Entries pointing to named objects
>>>>

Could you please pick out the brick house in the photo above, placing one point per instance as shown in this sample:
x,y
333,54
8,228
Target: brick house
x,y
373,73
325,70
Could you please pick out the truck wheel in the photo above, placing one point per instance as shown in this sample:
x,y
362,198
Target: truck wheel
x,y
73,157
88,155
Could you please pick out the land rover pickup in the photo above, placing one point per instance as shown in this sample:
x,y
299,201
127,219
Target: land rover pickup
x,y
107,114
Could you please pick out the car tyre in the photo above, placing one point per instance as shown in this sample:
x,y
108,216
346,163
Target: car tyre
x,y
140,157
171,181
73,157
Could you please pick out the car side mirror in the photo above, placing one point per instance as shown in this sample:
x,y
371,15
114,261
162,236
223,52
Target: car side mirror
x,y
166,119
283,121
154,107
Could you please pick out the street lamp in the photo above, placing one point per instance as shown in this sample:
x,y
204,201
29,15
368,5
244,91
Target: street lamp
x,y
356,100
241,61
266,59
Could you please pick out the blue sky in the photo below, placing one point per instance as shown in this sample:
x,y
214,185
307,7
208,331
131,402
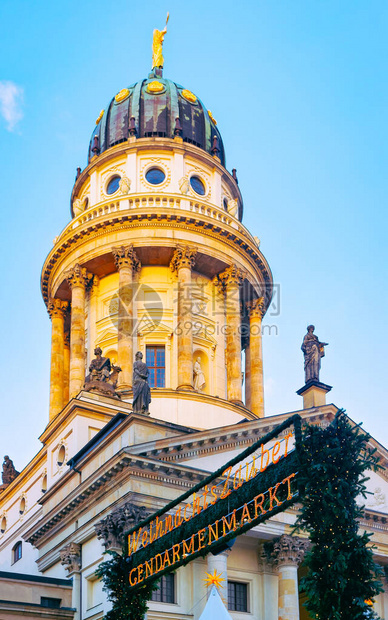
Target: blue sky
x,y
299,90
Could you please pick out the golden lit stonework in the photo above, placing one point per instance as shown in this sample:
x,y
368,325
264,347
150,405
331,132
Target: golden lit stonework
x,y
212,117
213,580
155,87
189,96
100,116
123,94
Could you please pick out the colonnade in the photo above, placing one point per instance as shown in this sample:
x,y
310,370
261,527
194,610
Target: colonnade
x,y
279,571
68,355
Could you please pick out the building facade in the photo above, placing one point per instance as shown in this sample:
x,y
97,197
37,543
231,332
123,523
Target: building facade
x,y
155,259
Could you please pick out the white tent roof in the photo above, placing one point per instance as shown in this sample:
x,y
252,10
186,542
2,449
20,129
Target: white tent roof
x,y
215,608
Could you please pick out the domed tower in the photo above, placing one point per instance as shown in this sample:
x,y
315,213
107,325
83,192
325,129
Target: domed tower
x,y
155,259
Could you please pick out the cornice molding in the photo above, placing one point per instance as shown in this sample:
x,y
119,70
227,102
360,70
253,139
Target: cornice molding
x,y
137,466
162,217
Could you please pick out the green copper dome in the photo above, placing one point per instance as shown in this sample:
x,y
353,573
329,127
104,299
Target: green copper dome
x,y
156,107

<<<<

Copy the part of the material above verbatim, starting at the line containing "Could you please pick out the domed" and running through the end of the material.

Could you please pick out the domed tower in the photo above, placing one point per instance as shown in this sample:
x,y
315,213
107,325
83,192
325,129
Target: domed tower
x,y
155,259
Could you please pick out the cornice molding in the photo above, placing one point per instance as shown in this sample:
x,y
119,70
227,102
360,70
253,139
Target: cornice molding
x,y
137,466
162,217
Could you please pick out the green copper dome in the photo above, placing one point per instance as shown in this sample:
x,y
353,573
329,127
104,299
Target: green copper dome
x,y
156,107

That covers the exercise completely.